— EXERCISE SET —
**a.** Answer these three questions about the reminiscence of Babloo, one answer per line, marked (i), (ii), (iii):
(i) What three dangers did the father fear for the boy while he was away begging?
(ii) Who shot the wild dog when the writer was shaking too badly to do it?
(iii) What were people sprayed with after their bath, and what was it meant to keep off them?
**b.** Can you extend the reminiscence of Babloo, picking up after its final sentence?

:: PASSAGE TO READ ::

No one knew of his mother, his jungle village recalled hos father alone cared for him, but had to leave him shut up in a hut all day while away begging, for fear the boy would drown, or fall into a fire, or get set upon by packs of wild dogs.
Interestingly, I was never capable of reconciling the supreme joy and pleasure an entire village received from capturing and beating a wild dog to death. Hindus, Christians, and Muslims all enjoyed this undertaking to a great degree greater than I am able to understand. Sure it was reasonable and necessary. I would do it also. But, I don't see where the joy comes into the project. I've only had to put down dogs I have known and loved. Once I had to have a wild dog killed, but I was shaking so badly I couldn't shoot, I had to have my daughter Havilah do it. I can only "kill" what I love, not what I hate. This seems sensible, but I seem to be the odd man out.
It may seem humorous to some, but when we run out of money on this little farm, we may have to live on steak and ice cream for a while. Life has prepositioned essential tragedies I guess. Perhaps joy cometh in the morning, but morning comes after mourning and reality.
Perhaps Babloo's father died or gave him to the brothers. I don't know. Some desciption of finding him squatting in the dark was all I remember.
I figured if he could keep up with a slow bicycle in the past, he might walk at least. It turns out he would. His skin had grown together between his thighs and calves, but this was more easily separated than I expected. In about three days using a pocket knife, he had regular legs. Hexa-Meta-Phenyl something or other; I discovered was toxic 30 years later. Hell, we bathed people in it. Then we sprayed them with DDT to keep the mosquitoes and flies of death off of them till their next bath. Otherwise they would smell dead before they were of course.

:::
:: EXERCISE DATA ::

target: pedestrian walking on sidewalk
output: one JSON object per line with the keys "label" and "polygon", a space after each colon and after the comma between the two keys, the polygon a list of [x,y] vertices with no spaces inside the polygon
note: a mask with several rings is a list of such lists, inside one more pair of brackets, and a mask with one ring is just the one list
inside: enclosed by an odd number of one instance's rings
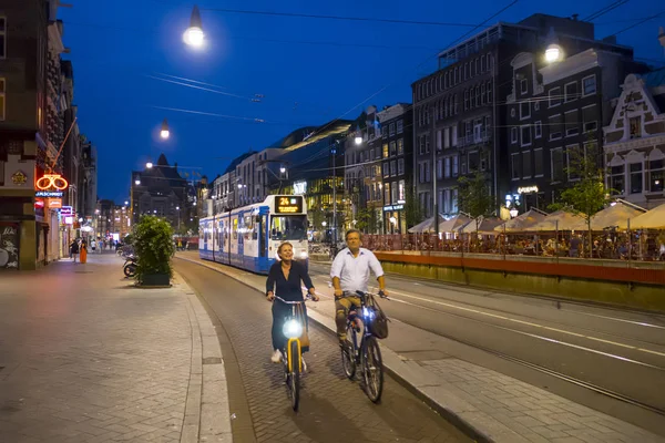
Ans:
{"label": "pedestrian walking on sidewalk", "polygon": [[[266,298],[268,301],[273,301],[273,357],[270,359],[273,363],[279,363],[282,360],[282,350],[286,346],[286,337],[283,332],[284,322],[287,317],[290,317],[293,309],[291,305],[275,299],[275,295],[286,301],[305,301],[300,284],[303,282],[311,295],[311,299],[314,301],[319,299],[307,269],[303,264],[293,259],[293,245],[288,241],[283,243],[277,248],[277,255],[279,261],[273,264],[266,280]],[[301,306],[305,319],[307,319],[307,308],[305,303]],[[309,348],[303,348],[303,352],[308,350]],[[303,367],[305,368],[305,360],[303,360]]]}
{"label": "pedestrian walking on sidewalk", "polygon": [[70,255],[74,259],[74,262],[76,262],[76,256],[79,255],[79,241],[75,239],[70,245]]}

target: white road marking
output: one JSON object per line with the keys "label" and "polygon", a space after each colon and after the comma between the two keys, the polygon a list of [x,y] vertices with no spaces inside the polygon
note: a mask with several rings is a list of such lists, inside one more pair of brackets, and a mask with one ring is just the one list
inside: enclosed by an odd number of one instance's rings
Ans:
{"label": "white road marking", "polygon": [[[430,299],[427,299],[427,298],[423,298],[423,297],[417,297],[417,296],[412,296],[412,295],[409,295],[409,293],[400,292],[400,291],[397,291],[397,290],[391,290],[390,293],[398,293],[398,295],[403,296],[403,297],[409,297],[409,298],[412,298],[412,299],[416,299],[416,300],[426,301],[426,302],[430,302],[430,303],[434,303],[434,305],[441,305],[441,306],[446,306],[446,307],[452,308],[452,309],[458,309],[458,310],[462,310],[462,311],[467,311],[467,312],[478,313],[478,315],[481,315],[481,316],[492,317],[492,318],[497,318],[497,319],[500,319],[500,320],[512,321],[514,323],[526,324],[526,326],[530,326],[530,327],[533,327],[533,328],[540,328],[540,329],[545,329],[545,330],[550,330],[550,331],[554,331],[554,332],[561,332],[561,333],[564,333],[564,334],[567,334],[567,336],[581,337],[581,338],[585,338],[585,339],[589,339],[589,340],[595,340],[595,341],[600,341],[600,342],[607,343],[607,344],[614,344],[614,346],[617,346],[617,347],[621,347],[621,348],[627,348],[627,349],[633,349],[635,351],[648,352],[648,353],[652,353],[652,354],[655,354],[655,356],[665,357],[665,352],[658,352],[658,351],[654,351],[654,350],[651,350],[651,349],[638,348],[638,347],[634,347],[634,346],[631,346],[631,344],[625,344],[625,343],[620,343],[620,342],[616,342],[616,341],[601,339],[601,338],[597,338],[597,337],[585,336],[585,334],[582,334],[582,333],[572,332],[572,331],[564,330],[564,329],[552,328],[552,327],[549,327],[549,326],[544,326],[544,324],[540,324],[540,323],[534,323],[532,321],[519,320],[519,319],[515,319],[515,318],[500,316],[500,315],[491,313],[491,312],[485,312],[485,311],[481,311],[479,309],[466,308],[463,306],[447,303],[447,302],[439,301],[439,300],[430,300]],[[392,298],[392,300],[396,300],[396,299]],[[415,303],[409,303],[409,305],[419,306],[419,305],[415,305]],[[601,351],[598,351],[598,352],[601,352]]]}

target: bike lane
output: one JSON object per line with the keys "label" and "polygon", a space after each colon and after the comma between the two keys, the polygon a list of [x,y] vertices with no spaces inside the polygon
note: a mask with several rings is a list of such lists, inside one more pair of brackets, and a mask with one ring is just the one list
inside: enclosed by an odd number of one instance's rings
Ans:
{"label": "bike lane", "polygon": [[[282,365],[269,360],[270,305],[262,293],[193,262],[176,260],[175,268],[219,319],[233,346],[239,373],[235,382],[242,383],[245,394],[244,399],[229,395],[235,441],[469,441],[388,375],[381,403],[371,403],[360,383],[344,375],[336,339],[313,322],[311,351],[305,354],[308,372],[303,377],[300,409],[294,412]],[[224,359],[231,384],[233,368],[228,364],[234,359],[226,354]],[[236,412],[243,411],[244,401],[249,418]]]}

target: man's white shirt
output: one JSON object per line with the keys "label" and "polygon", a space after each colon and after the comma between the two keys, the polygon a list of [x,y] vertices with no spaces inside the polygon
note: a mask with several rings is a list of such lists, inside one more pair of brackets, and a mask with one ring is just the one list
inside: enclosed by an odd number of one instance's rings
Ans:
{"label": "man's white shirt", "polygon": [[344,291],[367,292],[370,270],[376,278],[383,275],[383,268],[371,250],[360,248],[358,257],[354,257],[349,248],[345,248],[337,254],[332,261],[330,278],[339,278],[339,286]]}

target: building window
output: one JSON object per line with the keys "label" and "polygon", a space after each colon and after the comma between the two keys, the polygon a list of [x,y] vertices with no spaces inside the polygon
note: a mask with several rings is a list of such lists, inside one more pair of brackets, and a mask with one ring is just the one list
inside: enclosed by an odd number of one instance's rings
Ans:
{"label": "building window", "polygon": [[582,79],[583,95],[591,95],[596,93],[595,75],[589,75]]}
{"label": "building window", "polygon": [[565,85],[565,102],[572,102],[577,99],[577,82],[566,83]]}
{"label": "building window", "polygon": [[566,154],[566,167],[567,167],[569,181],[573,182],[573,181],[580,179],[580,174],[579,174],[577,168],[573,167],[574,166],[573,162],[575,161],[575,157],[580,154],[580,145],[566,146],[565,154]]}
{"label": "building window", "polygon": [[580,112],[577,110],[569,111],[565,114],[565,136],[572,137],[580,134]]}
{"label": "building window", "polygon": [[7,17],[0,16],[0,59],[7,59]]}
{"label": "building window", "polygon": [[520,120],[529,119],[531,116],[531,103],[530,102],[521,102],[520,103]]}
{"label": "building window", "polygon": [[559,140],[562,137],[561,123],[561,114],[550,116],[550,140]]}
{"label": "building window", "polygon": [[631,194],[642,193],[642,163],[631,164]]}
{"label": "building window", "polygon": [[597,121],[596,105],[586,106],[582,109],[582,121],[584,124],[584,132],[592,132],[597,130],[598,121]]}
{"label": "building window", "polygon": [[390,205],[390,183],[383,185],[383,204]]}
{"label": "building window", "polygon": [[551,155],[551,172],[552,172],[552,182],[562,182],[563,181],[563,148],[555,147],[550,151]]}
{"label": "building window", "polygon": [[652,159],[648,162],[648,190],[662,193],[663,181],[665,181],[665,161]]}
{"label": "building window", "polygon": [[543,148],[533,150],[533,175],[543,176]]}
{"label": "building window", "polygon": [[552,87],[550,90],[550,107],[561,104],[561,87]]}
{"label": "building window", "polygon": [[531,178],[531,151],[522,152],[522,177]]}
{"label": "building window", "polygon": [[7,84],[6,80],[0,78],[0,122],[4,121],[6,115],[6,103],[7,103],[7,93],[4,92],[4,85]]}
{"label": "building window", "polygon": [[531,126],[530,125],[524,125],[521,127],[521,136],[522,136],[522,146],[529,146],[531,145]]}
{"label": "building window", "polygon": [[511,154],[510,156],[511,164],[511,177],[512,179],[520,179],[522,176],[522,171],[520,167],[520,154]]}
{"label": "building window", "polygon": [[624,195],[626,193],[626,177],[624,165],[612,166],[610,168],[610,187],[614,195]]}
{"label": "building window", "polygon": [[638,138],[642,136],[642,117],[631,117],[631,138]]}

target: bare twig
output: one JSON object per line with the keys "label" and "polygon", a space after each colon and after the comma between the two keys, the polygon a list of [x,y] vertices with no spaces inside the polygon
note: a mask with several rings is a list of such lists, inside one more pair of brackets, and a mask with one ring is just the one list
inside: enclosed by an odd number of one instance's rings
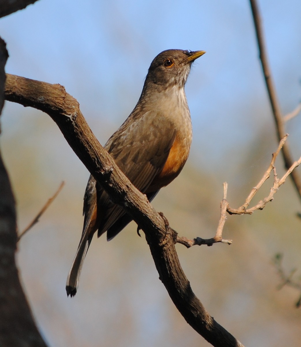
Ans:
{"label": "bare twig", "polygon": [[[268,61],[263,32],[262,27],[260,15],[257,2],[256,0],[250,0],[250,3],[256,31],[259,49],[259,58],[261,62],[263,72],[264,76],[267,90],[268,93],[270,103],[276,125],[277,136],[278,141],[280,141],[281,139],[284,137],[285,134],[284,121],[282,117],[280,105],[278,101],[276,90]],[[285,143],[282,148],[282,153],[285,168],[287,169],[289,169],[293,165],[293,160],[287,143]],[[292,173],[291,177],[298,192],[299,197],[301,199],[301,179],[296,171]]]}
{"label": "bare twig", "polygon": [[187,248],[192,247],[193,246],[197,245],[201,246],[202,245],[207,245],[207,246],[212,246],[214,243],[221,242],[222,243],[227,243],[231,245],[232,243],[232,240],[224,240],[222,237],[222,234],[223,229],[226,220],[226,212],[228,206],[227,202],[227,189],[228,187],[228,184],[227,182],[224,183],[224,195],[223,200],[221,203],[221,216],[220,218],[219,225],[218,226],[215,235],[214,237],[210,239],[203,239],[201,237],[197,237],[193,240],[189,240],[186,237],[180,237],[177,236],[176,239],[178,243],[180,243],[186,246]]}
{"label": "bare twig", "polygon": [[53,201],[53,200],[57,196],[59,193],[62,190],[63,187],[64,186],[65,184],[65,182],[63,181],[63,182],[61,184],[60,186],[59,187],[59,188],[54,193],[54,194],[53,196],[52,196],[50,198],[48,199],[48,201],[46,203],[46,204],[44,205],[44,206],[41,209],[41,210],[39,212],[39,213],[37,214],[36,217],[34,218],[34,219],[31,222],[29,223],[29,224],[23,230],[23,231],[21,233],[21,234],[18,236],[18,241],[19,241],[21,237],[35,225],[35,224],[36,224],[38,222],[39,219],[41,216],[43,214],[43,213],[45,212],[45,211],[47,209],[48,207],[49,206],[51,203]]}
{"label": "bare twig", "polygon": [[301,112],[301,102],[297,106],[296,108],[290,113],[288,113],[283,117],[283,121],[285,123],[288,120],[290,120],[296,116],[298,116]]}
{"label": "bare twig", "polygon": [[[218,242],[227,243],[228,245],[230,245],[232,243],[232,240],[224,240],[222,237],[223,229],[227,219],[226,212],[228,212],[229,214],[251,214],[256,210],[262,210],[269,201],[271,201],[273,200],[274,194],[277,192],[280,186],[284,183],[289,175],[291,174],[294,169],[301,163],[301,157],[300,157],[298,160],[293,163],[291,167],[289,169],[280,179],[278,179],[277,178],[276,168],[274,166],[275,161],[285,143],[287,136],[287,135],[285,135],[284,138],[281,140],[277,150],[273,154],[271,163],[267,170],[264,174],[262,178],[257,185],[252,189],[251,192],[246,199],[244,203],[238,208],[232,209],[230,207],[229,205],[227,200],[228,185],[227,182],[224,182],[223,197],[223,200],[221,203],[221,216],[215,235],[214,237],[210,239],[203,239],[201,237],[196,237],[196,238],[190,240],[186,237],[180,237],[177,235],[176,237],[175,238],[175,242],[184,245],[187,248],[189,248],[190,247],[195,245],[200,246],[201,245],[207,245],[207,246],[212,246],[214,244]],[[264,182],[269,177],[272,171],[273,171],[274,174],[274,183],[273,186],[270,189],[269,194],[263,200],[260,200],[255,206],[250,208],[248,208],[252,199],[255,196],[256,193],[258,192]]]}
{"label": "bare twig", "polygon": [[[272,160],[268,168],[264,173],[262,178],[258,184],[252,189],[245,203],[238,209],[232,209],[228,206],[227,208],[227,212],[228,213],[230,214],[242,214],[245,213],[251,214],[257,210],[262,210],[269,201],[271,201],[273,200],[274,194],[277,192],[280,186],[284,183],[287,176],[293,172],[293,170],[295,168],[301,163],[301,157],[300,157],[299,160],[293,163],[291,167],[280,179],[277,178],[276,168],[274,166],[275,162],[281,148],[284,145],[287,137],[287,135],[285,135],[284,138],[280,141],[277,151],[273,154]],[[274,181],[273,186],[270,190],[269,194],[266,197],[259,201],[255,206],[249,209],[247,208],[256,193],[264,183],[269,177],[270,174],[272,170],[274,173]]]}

:::

— ANSWERS TO THE PROBLEMS —
**a.**
(i) That he would drown, fall into a fire, or get set upon by packs of wild dogs.
(ii) The writer's daughter Havilah.
(iii) DDT, to keep the mosquitoes and flies off them until their next bath.

**b.**
Work on his knees also proceeded quickly. I pulled until I saw tears and distress in his face. I never saw him cry. He never complained one bit. Silence and laughter were his boundary limits of expression. In one week he was up and standing. He needed no encouragement to walk. Just stand near enough and he could hold on to some part of you. He was slow but steady and could walk 100 yards easily.
I spent alot of time with Babloo for about a month. We played on a swing set. I don't remember if he could propel himself, he sat, gripped, and laughed and smiled just fine. I have little black and white photos of him on the swing set with me. It was at this time I gave up shaving as the photos show. Around this time, I got an infection in my foot, followed by a fever, dysentary, and the acute stages of hepatitis. I was practically incoherant and every attempt at mobility seemed like walking under water where your toes can barely touch the mud. I clung to Babloo and he to me. One day I was feeling well enough to play my violin for a circle of boys. A boy slapped Babloo on the back, sending him into a seizure. I broke my violin bow on that boy's head, I lost my balance and ended up on the ground, preserving my instrument somehow. I had two bows and have been playing with the one I made when I was sixteen years old ever since. It's not very good, but, then again, I'm not much of a violinist. I play about as well as Sherlock Holmes and Einstein put together.
The brothers thought I was considering Babloo a possession. Everyone was allowed only so many things and people were not among these things. I wanted to keep him. I was transferred to aleper colony. I wanted to return to Norpur, but it never happened. Eventually, I was sent home. I could not take Babloo. India allowed only perfect children to leave.
I have had a beard ever since. When I look into a mirror and smile, I see a young boy. In all my letters asking how Babloo was doing, all I was told was "fine". Meaning more precisely, no one rotates his bowl.
Some things change, others only endure as long as they can, I still have the hepatitis and the violin to cling to, you see. Those things which remain constant, enduring, faithful, and true to character are called friends in life. Yet, when my toes can no longer reach the mud...I should like to swing a bit more with Babloo.